_Description of the task_: After the line containing "written like (518,238).", write nothing more; before it, reproduce every line of the material below exactly, starting with the first.
......
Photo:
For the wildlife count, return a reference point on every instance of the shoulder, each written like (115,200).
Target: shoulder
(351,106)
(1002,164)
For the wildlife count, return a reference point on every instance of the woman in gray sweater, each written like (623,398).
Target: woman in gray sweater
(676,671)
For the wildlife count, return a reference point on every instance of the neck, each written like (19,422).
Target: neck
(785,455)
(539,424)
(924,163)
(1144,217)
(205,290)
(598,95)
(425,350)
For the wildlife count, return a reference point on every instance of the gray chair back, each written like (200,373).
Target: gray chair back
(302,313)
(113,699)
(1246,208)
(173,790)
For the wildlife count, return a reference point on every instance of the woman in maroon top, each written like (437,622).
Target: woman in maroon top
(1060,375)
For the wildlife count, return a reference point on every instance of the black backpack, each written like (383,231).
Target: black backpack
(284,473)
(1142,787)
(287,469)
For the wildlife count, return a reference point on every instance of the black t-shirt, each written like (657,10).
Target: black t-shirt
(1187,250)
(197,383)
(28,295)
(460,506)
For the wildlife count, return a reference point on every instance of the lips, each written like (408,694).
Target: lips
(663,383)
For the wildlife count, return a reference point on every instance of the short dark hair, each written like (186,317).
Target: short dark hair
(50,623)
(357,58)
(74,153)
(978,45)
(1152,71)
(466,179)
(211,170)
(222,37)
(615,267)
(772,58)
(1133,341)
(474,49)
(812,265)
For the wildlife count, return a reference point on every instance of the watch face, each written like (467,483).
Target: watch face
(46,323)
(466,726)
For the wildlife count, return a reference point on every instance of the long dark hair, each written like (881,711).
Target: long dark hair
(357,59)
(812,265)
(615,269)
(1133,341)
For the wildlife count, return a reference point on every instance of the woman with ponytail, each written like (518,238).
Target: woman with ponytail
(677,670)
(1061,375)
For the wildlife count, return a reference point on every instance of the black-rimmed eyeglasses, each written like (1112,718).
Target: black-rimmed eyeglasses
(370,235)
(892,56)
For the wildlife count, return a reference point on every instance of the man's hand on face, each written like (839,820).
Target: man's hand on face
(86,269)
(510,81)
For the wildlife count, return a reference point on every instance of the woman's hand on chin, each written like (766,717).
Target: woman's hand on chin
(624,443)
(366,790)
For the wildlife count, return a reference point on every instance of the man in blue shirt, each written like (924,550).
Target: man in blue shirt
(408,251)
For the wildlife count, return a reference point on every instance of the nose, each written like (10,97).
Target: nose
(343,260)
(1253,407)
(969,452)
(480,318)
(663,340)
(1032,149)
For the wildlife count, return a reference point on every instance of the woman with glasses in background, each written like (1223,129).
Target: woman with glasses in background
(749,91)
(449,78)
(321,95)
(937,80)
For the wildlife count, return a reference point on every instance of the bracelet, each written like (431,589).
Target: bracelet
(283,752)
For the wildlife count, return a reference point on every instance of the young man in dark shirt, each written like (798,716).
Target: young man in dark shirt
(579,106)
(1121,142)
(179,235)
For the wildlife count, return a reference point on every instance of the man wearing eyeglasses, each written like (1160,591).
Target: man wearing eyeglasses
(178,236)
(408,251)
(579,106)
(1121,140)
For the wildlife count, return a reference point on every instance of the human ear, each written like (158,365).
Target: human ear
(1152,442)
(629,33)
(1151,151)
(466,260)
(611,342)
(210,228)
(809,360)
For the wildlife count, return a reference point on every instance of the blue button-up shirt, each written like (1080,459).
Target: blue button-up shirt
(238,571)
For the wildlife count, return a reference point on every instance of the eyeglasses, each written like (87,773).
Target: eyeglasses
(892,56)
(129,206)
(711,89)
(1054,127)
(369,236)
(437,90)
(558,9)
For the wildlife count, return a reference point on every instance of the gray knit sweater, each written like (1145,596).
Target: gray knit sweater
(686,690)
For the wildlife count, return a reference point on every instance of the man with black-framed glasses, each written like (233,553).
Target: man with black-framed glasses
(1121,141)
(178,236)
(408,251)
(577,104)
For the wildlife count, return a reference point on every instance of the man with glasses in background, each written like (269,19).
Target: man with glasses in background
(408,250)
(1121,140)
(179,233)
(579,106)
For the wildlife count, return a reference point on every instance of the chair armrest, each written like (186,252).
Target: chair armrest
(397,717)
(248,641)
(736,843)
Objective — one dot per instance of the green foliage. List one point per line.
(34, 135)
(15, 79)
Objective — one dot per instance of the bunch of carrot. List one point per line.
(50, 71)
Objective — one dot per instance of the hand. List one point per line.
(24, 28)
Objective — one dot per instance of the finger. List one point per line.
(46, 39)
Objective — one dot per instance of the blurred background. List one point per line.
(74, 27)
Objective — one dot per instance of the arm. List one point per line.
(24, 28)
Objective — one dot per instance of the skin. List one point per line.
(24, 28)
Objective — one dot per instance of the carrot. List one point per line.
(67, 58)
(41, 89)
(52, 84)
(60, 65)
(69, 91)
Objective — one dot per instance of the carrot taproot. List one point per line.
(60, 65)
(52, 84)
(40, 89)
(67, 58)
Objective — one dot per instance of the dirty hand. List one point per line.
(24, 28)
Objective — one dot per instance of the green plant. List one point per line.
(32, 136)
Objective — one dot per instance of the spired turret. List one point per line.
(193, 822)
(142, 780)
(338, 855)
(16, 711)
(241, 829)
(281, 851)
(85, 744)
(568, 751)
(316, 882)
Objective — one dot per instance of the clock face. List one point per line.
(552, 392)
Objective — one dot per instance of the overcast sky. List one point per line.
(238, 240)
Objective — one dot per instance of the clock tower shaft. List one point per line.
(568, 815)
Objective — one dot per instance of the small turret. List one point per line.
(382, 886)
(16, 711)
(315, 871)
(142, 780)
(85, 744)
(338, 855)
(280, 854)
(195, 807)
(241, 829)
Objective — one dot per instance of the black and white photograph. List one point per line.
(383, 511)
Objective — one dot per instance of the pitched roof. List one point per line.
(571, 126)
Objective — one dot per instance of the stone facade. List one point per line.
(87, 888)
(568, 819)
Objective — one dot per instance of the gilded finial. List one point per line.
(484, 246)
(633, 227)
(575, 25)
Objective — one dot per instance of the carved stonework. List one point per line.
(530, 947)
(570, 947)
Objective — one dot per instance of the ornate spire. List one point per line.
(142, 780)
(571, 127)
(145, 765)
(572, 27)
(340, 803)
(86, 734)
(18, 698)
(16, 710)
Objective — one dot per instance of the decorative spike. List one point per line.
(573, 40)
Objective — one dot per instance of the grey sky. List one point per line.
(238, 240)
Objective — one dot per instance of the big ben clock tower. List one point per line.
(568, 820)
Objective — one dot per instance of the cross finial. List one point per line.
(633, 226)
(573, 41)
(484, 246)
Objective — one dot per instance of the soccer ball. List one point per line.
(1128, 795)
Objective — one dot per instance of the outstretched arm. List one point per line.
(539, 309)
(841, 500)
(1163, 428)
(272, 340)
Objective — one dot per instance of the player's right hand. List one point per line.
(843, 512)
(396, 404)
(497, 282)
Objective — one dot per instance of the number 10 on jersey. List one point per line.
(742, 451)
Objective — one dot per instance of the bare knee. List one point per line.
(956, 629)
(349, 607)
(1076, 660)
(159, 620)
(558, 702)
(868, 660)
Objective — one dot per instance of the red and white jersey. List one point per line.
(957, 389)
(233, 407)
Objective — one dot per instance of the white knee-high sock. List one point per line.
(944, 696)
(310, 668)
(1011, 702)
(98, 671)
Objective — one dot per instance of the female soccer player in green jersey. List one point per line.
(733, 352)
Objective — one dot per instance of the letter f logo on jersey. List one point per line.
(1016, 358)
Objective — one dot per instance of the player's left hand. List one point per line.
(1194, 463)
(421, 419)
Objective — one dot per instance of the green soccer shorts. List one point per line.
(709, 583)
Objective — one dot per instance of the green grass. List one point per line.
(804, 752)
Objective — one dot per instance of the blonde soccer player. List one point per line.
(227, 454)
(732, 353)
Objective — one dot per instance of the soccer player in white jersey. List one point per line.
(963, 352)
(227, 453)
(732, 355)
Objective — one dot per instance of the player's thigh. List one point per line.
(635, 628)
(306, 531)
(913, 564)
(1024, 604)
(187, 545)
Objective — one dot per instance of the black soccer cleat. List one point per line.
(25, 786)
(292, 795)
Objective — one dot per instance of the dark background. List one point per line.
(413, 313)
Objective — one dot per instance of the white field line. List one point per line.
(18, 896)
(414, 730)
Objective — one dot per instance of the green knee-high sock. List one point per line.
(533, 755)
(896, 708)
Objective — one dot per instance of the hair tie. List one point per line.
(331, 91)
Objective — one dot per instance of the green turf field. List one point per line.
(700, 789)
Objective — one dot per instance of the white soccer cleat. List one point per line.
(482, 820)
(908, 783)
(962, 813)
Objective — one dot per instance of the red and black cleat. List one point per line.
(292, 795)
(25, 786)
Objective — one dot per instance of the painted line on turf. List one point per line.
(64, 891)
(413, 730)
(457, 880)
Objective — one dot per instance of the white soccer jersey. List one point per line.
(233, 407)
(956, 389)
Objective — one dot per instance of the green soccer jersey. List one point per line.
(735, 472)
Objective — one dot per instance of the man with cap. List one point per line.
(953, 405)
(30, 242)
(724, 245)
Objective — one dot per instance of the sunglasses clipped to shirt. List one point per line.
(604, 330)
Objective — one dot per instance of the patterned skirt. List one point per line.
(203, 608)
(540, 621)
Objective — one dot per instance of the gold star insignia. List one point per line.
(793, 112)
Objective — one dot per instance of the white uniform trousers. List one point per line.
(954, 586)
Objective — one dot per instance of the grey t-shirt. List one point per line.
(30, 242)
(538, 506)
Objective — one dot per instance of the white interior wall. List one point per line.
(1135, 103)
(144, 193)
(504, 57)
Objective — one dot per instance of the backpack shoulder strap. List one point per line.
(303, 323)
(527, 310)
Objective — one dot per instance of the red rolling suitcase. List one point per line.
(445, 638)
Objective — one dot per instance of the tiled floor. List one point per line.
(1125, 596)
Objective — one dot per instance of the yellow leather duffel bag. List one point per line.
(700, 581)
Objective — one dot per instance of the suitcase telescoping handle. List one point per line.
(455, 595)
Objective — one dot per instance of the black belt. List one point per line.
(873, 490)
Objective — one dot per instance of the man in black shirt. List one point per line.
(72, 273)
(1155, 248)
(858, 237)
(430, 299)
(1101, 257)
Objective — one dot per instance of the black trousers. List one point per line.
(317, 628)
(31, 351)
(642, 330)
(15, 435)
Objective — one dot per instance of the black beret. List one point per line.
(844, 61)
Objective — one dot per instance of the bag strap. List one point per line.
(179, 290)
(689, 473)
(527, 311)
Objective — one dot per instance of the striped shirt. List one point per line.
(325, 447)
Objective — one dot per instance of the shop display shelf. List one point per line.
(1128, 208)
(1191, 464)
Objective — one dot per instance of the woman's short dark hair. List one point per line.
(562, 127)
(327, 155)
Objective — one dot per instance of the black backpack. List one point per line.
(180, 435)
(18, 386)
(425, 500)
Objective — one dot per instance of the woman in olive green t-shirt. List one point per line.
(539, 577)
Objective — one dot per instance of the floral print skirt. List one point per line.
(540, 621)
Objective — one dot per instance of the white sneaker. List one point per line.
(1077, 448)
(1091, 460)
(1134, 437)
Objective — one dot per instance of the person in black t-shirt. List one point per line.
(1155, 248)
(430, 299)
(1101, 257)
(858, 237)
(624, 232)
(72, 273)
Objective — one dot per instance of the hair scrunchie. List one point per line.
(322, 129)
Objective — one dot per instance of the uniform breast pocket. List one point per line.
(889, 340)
......
_Answer to this task_:
Photo:
For the wildlife count, return a reference point on every instance of the shoulder, each written like (115,200).
Target: shoulder
(351,106)
(1002,164)
For the wildlife count, return a reference point on every instance of the woman in gray sweater, each written like (623,398).
Target: woman in gray sweater
(676,671)
For the wildlife count, return a reference point on every instance of the neck, each written like (19,422).
Target: neck
(785,455)
(539,424)
(924,163)
(1144,217)
(205,290)
(598,95)
(425,350)
For the wildlife count, return a reference point on every instance of the gray chair back, each written like (200,373).
Target: gray chair back
(302,313)
(113,699)
(1246,208)
(173,790)
For the wildlife count, return a reference point on every instance of the woman in maroon top, each written like (437,622).
Target: woman in maroon top
(1060,375)
For the wildlife count, return a reference point on every instance of the black backpack, each written like (383,231).
Target: black backpack
(284,473)
(1142,787)
(287,469)
For the wildlife count, return a reference point on every instance of the black t-shirt, each written like (657,10).
Target: black t-shirt
(1187,250)
(197,383)
(28,295)
(460,506)
For the wildlife count, return a reference point on every instance of the lips, each written like (408,694).
Target: lips
(663,383)
For the wildlife count, return a reference point on every instance of the short dark hair, each written like (186,317).
Target: short dark hair
(50,623)
(357,58)
(74,153)
(978,45)
(1152,71)
(466,179)
(211,170)
(222,37)
(615,267)
(772,58)
(1133,341)
(474,49)
(812,265)
For the wildlife count, return a reference point on every instance of the watch face, each written like (467,483).
Target: watch face
(46,323)
(466,726)
For the wildlife count, return a reference point on every instance of the long dark hair, each written like (881,711).
Target: long dark hair
(357,59)
(812,265)
(615,269)
(1133,341)
For the wildlife count, return a reference point on every instance of the woman with ponytail, each written like (518,238).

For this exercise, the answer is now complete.